◆ Work task: Every line of the entries below that includes "metal" belongs in the answer, copied as written.

[[ Exercise inputs, beginning ]]

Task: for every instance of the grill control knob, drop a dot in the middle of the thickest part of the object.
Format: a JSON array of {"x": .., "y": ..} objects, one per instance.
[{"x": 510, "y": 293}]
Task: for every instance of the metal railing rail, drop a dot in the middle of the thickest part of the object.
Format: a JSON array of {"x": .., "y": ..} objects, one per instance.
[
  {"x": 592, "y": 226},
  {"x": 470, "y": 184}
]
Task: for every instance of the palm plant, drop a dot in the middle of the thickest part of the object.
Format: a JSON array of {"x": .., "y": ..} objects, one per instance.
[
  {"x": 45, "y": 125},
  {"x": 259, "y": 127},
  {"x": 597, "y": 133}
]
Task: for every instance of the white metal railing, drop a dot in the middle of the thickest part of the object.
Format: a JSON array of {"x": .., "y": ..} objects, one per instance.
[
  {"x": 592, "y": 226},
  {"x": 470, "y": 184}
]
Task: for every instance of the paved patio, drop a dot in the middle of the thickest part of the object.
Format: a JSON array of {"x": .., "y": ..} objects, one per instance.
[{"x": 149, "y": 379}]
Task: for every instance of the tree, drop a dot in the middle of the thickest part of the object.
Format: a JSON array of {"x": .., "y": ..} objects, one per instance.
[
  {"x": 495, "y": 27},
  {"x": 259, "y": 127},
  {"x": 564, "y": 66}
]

[[ Exercise inputs, end ]]

◆ Solution for this exercise:
Task: for every instance of the metal railing rail, drop a dot in the middle of the thickest part of the object.
Task: for every instance of the white metal railing, drop a dot in the middle of the thickest part of the object.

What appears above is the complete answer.